[Begin Excerpt provided]
I will discuss the cap of 7,5g CO2/km in the last sentence of the regulation at the end of this blog in the Appendix. Assume for the moment, it is not binding. Then a car with emissions below 50g CO2/km saves a pool in 2020 via super credits additional:
(target_pool-co2) * 95 Euro
Let us look at the fee change of selling a particular car type in 2020 assuming a factor 2 super credit (and non-binding cap):
dat2018 = dat2018 %>% group_by(pool8) %>% mutate( fee_sc = fee - ifelse(co2<50, target_pool-co2,0)*95 ) %>% ungroup() sum.dat = dat2018 %>% group_by(pool8, fuel) %>% summarize( fee_sc = weighted.mean(fee_sc, q, na.rm=TRUE), q = sum(q, na.rm=TRUE), share.fuel = q / first(q_pool), label = paste0(round(fee_sc), "€ ", round(100*share.fuel,1),"%") ) %>% filter(fuel != "other") ggplot(sum.dat, aes(y=fee_sc,x=fuel, fill=fuel, label=label)) + geom_col() + geom_text(size=4) + facet_wrap(~pool8)+ coord_flip() + ylim(c(-22000,7000))
These are gigantic implicit subsidies for electric cars in 2020!
To put this in relation, we can compute that, with full super credits, an VW E-Golf would reduce Volkswagen’s fees by 18906€:
library(stringtools) dat2018 %>% filter(firm=="volkswagen", ft=="electric") %>% select(cn,fuel,fee, fee_sc,q) %>% head(1) ## # A tibble: 1 x 5 ## cn fuel fee fee_sc q ## <chr> <fct> <dbl> <dbl> <int> ## 1 GOLF electric -9769. -18906. 1836
A quick Google search finds historical list price of the E-Golf of 35900€ in 2018 and 31000€ in 2019. In both years the old CO2 target of 130 grams was still in place which VW overachieved with a secure margin. This means VW did not pay CO2 fees for its fleet in 2018 and 2019. Thus selling an additional E-Golf did not reduce any CO2 fleet fees and thus should not have affected those historical prices.
If VW does not reach the new target in 2020 (which seems likely), it now has a tremendously higher incentives to sell electric cars than in the previous years: the fee reduction of 18906€ is more than half of the original price of an E-Golf and even though super credits phase out in later years, the fee reduction of 9769€ without super credits is still almost a third of the 2019 price.
Thoughts on pricing
An interesting question is by how much electric car prices will fall in 2020. Probably by considerably less than producer’s marginal benefit from fee reduction. For several reasons:
Basic micro economics suggests that firms with some market power will typically not fully pass on marginal cost changes to consumers.
Limited production capacity: it makes no sense to increase demand by price reductions to an extend that cannot be produced.
Consumers who bought electric cars in 2019 may feel cheated if car prices drop too drastically this year.
The marginal fee reduction effect of an electric car gets smaller in future years as super credits phase out and the emission target further tightens. It is thus risky to induce in consumers expectations of very low electric car prices.
The fee reduction effect only occurs for a car registered in the EU. But setting substantially lower prices in the EU than in other markets can be risky, e.g. because of arbitrage opportunities.
Points 3-5 suggest that car companies who are not yet capacity constrained may make attractive leasing offers of electric cars to large business clients, or to employees. If the manufacturers own car sharing or car rental companies, it is probably also quite attractive to increase the number of electric cars in those fleets in 2020.
[End Excerpt provided]
Write out the passage from the blog excerpt on CO2 fleet fees, starting with "If VW does not" and going on through "cannot be produced.". The material after this point has no connection to the text.
[Begin Provided data]
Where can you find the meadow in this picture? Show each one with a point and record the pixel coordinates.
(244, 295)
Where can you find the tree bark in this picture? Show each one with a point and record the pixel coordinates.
[End Provided data]
**Answer for this exercise:**
If VW does not reach the new target in 2020 (which seems likely), it now has a tremendously higher incentives to sell electric cars than in the previous years: the fee reduction of 18906€ is more than half of the original price of an E-Golf and even though super credits phase out in later years, the fee reduction of 9769€ without super credits is still almost a third of the 2019 price.
Thoughts on pricing
An interesting question is by how much electric car prices will fall in 2020. Probably by considerably less than producer’s marginal benefit from fee reduction. For several reasons:
Basic micro economics suggests that firms with some market power will typically not fully pass on marginal cost changes to consumers.
Limited production capacity: it makes no sense to increase demand by price reductions to an extend that cannot be produced.